__Excerpts from point annotation data__:
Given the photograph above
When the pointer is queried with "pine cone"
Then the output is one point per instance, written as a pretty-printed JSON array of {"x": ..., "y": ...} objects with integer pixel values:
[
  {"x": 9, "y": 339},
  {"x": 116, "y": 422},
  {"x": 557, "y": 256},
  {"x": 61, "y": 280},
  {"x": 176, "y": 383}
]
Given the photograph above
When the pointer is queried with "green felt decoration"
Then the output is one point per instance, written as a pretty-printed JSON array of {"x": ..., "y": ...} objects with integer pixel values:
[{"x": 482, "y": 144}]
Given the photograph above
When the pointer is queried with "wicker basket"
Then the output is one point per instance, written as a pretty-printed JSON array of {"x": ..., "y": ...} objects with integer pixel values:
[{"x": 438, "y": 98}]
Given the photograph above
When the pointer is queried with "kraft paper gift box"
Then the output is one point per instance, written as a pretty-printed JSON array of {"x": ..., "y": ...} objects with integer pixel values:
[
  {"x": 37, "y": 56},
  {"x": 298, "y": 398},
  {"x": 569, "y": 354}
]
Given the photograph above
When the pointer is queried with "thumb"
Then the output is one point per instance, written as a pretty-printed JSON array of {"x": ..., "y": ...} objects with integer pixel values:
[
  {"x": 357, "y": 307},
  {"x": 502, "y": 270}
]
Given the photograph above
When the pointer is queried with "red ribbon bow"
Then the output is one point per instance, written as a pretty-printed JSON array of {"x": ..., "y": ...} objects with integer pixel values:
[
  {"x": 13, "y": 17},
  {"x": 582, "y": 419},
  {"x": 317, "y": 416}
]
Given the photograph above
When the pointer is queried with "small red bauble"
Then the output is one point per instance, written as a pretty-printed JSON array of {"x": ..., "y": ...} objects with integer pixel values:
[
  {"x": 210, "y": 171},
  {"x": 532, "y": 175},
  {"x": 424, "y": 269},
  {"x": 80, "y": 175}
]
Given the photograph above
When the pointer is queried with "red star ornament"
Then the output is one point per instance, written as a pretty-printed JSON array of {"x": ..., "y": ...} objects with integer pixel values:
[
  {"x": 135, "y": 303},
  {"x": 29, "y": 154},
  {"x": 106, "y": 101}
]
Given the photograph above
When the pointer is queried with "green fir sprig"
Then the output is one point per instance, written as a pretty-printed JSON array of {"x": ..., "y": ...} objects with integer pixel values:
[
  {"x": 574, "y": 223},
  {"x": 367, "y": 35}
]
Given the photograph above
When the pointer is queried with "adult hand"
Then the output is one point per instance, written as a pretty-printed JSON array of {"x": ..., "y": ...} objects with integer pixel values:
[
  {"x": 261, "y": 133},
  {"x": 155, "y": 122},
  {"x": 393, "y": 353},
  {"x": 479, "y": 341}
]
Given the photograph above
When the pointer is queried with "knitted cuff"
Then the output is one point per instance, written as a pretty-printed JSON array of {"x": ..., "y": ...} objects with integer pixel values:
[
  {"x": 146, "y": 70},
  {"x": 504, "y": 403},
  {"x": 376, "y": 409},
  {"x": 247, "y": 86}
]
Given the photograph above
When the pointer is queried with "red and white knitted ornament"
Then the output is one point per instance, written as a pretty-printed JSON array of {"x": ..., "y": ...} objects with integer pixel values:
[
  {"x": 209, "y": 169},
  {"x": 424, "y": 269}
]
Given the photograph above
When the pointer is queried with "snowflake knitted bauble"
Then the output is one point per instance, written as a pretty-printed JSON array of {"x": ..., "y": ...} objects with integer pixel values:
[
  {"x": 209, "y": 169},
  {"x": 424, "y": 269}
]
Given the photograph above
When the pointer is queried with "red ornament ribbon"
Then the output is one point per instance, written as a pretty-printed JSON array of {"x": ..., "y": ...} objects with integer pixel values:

__Goal of the exercise__: Quote the data above in full, changing nothing.

__Solved problem__:
Given the photograph above
When the pointer is queried with "pine cone"
Then the output is one point per instance, written as a pretty-printed JSON array of {"x": ..., "y": ...} objects with integer pixel values:
[
  {"x": 9, "y": 339},
  {"x": 116, "y": 422},
  {"x": 557, "y": 256},
  {"x": 61, "y": 280},
  {"x": 176, "y": 383}
]
Given the photograph above
When the pointer is queried with "green felt decoration"
Then the output is one point per instance, written as a pretty-printed JSON array of {"x": ..., "y": ...} objects with integer pixel values:
[{"x": 482, "y": 144}]
Given the photograph above
When the pointer is queried with "wicker basket"
Then the output is one point per instance, written as a pretty-printed JSON array of {"x": ..., "y": ...} objects with integer pixel values:
[{"x": 438, "y": 98}]
Given the photograph above
When the pointer is queried with "kraft paper gift box"
Then the output is one point per instance, written as a pretty-printed JSON array of {"x": ..., "y": ...} objects with integer pixel values:
[
  {"x": 37, "y": 56},
  {"x": 298, "y": 398},
  {"x": 569, "y": 354}
]
Given the photograph above
When the pointer is queried with "thumb"
Then the output is one point per instance, written as a pretty-printed JSON array of {"x": ..., "y": ...} objects with integer pixel values:
[
  {"x": 357, "y": 307},
  {"x": 502, "y": 270}
]
Given the photograph above
When the pointer is queried with "red ribbon bow"
Then the output is one point per instance, written as a pretty-printed JSON array of {"x": ..., "y": ...} objects with integer pixel values:
[
  {"x": 13, "y": 17},
  {"x": 582, "y": 419},
  {"x": 317, "y": 416}
]
Given the photograph above
When the pointer is queried with "small red bauble"
Then the output is one point per instance, written as a pretty-printed JSON array of {"x": ..., "y": ...} objects with integer pixel values:
[
  {"x": 210, "y": 171},
  {"x": 532, "y": 175},
  {"x": 424, "y": 269},
  {"x": 80, "y": 175}
]
Given the photograph above
When the pointer is queried with "red star ornament"
Then the output is one point per instance, written as a pretty-printed JSON array of {"x": ..., "y": ...} objects with integer pixel values:
[
  {"x": 135, "y": 303},
  {"x": 29, "y": 154},
  {"x": 106, "y": 101}
]
Given the photograph above
When the pointer is queried with "green fir sprig"
Then the output is one point per instance, written as a pretty-printed JSON array of {"x": ..., "y": ...} objects with integer pixel values:
[
  {"x": 574, "y": 223},
  {"x": 367, "y": 35}
]
Given the photograph above
When the pointer is queried with "adult hand"
Then the output is one point per instance, written as a pretty-printed JSON array of {"x": ..., "y": ...} objects with integer pixel values:
[
  {"x": 261, "y": 133},
  {"x": 155, "y": 122},
  {"x": 393, "y": 353},
  {"x": 479, "y": 341}
]
Given the photograph above
When the pointer is queried with "knitted cuff"
Then the output is one point per instance, written as a pretty-printed JSON array of {"x": ..., "y": ...} objects with integer pixel values:
[
  {"x": 146, "y": 70},
  {"x": 504, "y": 403},
  {"x": 376, "y": 409},
  {"x": 247, "y": 86}
]
Given the photograph above
When the pointer is queried with "red and white knitted ornament"
Then the output is one point per instance, written as a pretty-printed JSON array of {"x": ..., "y": ...} objects with integer pixel values:
[
  {"x": 209, "y": 169},
  {"x": 424, "y": 269}
]
Given the photograph above
When the pointer is queried with "snowflake knitted bauble"
Then the output is one point per instance, written as a pretty-printed JSON array of {"x": ..., "y": ...} objects with integer pixel values:
[
  {"x": 209, "y": 169},
  {"x": 424, "y": 269}
]
Given the photograph above
When the pointer is queried with "red ornament ribbon"
Then the output is one point per instance, written as a pretty-printed JSON array of {"x": ..., "y": ...} objects with integer pixel values:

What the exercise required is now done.